## Selected extract
**********

Tom Hammond in a high school photo

Q: How did your education at Lafayette help prepare you for what you did in college and are doing today in your work?

A: I wound up spending my life doing something I had never dreamed of but found out I had an aptitude for it. So obviously, the rounded education I received at LHS prepared me for any situation. It was like a bedrock one could always depend on to get you through any situation. Socially, too, all the experiences at Lafayette prepared me for situations I might encounter in college and beyond.

Q: What is a professional highlight of your career?  

A: I'm now retired after 50 years in sports broadcasting, including the last 34 years at NBC Sports.  During that tenure, I broadcast my varied sporting events including college basketball, NBA basketball, WNBA basketball, NFL football, Notre Dame football, horse racing, track and field, figure skating, speed skating, gymnastics, diving, and a few assorted other sporting events.  Most importantly was my broadcasting 13 Olympic Games, both summer and winter.

Q: What advice would you give students interested in your career field?

A: Broadcasting has changed drastically during my time in the business, with opportunities increasing many times over, but one thing remains the same: Learn to express yourself, both orally and with the written word. Broadcasting is a tough business, so you must make sure it is your passion because you are likely to have many frustrations and disappointments.  Your passion has to see you through the hard times.

Q: What is an important life lesson to share with current students and future graduates?

**********

## Material provided

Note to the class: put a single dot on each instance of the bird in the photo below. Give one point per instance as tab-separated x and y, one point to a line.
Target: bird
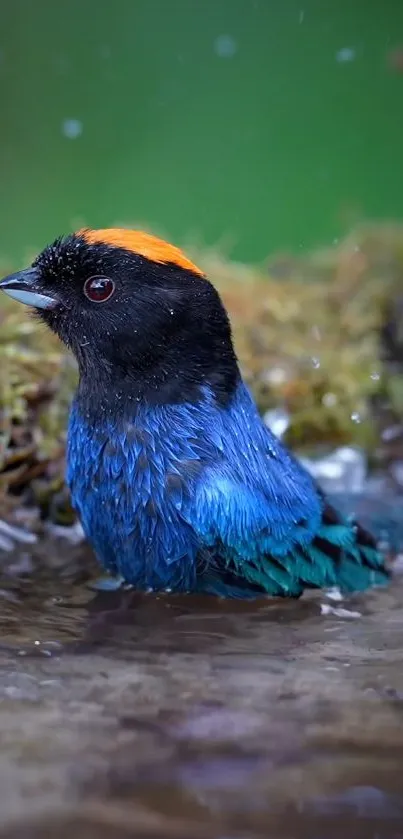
178	483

**********

## Required actions
**a)** Answer these questions from the Tom Hammond interview, one line each:
(i) How many years did Hammond spend at NBC Sports?
(ii) How many Olympic Games did he broadcast?
(iii) According to Hammond, what one thing has stayed the same in broadcasting?
**b)** Decide whether each statement agrees with the Tom Hammond interview. Answer yes or no and quote the words from the interview that settle it.
(i) Hammond worked in sports broadcasting for 50 years.
(ii) Hammond had always dreamed of the career he ended up in.
(iii) Hammond says opportunities in broadcasting have shrunk during his time in the business.
**c)** Continue the Tom Hammond interview from its final question.

## Final results
**a)**
(i) 34 years.
(ii) 13 Olympic Games.
(iii) The need to learn to express yourself, both orally and with the written word.

**b)**
(i) Yes: "I'm now retired after 50 years in sports broadcasting"
(ii) No: "I wound up spending my life doing something I had never dreamed of"
(iii) No: "with opportunities increasing many times over"

**c)**
A: Be open to any opportunity, no matter how small, just to get a start and show your abilities.

Listen! Often today we don't hear what others are saying.  And as a practical matter, if you are doing an interview, listen to the interviewee’s answer to prompt your next question, instead of trying to think of your next question and not hearing the subject’s answer.

Be aware of all opportunities that come your way and be prepared to take advantage of them, even if it is something you had never considered.  My career is an example.

Q: Anything else you’d like to tell us about yourself – family, hobbies, interests, etc.? 

A: I'm a fervent believer in public schools.  Not only did Lafayette prepare me for most anything, my three children also excelled in the Fayette County system at Henry Clay and Tates Creek high schools.  As a result, they were well prepped for admittance to elite schools: one son at Dartmouth, one son at Duke, and our daughter with a scholarship to UK. I firmly believe that strong public schools are the key to our successful future.